▶ What you are asked to do
Look for "of the sky?" in the records below, then copy that line and every line after it, exactly and with nothing added.

==*==

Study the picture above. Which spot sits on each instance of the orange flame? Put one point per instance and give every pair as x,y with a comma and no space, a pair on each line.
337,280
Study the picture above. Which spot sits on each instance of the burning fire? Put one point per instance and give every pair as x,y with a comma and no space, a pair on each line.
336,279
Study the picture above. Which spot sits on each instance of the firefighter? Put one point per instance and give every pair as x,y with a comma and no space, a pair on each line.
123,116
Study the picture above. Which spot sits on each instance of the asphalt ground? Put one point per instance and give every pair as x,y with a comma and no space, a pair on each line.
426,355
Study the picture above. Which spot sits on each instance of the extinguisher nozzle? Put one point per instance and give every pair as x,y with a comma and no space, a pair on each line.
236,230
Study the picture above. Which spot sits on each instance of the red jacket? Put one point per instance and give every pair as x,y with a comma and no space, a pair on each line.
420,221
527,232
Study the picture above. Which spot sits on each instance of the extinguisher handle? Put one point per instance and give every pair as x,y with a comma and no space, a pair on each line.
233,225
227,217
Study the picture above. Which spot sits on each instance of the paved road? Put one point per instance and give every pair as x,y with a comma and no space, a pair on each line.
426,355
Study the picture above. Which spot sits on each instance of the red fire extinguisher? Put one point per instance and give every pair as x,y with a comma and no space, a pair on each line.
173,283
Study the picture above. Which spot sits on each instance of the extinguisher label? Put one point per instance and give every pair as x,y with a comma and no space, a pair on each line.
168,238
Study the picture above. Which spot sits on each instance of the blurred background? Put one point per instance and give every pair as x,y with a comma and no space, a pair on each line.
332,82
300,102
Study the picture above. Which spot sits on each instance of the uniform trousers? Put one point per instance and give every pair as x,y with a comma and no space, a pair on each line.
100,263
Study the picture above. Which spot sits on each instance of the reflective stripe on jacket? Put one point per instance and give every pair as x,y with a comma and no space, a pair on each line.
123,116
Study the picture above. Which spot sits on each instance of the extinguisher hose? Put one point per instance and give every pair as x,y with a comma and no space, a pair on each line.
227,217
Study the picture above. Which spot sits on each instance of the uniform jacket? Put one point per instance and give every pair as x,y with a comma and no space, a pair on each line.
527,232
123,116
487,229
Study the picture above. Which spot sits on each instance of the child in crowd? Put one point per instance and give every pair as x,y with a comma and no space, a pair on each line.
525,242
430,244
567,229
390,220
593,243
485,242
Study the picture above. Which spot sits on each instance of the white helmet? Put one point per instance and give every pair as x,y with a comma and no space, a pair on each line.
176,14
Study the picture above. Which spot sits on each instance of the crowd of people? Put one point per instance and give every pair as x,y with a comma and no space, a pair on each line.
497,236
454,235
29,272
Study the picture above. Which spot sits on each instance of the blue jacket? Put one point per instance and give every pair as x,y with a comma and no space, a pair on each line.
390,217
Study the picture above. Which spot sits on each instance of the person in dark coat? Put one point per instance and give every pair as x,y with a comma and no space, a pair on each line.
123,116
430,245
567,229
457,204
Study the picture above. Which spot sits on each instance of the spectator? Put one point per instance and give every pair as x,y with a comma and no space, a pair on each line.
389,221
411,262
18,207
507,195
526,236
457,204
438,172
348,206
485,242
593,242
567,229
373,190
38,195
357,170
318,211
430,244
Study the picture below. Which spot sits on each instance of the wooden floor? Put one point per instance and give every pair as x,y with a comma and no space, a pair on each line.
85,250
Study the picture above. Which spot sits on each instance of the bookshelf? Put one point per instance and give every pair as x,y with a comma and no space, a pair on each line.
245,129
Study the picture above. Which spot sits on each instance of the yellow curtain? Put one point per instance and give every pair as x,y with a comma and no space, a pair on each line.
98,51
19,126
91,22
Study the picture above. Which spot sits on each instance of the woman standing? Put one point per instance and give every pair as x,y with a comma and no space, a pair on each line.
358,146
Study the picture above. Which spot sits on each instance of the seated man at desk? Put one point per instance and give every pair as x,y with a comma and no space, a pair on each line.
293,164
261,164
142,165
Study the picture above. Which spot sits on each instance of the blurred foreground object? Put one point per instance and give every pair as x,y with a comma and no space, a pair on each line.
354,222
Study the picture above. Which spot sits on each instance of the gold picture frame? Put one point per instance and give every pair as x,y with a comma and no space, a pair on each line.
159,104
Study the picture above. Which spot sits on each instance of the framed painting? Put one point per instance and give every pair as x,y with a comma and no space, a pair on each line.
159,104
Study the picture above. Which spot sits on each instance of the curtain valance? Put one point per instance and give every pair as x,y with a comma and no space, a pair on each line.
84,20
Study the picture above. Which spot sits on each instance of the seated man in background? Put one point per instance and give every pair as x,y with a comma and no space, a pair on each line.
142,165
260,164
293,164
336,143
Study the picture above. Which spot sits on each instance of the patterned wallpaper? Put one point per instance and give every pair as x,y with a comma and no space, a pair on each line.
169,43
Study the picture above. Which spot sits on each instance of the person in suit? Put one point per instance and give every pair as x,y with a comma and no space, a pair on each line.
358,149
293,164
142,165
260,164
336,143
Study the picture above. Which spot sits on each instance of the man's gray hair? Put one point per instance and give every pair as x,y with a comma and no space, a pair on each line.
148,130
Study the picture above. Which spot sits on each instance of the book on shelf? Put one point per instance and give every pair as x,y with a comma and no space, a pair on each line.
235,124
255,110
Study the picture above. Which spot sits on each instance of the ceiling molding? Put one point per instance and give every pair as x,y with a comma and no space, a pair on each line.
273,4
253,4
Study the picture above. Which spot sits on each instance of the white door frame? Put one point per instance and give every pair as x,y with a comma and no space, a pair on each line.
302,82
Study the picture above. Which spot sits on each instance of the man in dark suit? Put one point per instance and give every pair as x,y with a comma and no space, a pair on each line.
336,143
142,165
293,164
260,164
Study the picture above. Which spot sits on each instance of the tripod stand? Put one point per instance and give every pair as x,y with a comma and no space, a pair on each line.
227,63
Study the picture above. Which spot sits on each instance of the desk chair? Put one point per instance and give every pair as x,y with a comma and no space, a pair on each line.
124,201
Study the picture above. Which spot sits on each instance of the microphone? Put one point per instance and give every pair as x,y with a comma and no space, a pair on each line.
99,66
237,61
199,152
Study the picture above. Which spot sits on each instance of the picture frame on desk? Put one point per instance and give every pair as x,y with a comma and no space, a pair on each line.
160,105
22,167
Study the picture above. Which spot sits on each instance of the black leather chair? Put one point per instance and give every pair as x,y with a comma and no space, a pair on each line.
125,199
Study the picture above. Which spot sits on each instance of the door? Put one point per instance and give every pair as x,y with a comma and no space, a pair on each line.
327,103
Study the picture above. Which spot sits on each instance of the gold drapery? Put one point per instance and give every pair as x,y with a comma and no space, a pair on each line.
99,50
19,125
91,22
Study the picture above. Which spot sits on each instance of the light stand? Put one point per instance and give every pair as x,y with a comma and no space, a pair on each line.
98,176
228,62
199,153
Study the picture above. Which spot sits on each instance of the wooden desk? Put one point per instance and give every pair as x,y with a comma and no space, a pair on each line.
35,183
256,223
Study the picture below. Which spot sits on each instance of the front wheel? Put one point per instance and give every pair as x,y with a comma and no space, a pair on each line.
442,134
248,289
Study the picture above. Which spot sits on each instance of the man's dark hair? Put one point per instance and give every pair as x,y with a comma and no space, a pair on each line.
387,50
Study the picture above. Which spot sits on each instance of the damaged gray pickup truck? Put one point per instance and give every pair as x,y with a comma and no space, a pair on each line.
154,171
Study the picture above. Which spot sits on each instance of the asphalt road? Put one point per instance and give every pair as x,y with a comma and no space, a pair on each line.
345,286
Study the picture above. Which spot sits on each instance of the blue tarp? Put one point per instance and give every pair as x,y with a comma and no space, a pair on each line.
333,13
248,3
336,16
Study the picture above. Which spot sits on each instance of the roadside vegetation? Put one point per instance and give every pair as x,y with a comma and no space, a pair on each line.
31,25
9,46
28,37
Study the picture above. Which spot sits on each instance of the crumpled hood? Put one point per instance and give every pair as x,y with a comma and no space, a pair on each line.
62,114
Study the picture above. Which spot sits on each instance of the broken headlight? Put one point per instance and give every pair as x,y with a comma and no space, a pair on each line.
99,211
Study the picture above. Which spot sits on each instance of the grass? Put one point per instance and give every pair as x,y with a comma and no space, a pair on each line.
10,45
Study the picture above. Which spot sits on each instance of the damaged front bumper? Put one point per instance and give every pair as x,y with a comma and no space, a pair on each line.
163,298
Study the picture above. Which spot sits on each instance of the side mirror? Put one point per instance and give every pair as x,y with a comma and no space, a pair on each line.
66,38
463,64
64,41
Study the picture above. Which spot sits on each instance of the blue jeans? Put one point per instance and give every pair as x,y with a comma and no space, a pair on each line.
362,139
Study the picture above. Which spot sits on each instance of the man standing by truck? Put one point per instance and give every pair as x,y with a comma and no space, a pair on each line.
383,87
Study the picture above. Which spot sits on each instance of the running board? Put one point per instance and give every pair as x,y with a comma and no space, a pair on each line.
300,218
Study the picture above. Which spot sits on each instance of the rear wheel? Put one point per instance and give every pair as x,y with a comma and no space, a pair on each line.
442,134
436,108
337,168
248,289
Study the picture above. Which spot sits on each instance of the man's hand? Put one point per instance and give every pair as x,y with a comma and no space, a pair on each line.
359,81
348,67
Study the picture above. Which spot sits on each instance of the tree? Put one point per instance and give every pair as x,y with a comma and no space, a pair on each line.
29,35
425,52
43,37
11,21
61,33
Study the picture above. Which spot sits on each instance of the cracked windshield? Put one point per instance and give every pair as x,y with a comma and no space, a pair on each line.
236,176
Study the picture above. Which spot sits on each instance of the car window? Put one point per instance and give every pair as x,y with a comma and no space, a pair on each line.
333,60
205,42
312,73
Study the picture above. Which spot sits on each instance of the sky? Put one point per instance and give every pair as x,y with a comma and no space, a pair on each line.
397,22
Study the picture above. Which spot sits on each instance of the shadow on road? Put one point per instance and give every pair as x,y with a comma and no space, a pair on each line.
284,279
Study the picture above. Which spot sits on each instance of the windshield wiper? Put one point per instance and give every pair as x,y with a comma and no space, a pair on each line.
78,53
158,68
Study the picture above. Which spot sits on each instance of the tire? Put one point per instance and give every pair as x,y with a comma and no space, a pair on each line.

==*==

▶ Response
Study the picture above. Which spot sits on each instance of the sky? Put one point per instance and give every pair as x,y with a comma and no space, a pair on each line.
397,22
Study the picture above. Which spot sits on each instance of the shadow on road? Put one point per instance and give every pair as x,y with a comma and no space, a pair on each line.
284,279
Study the picture above. Which spot sits on each instance of the windshield wiper? Put one point per instance and give every pair as x,y with a comma and no space, a pair on each line.
78,53
158,68
Study the picture above. Which spot sits on each instance of the tire? Put one point per instance and give every pair as x,y with a comma and no space, a pair on each line.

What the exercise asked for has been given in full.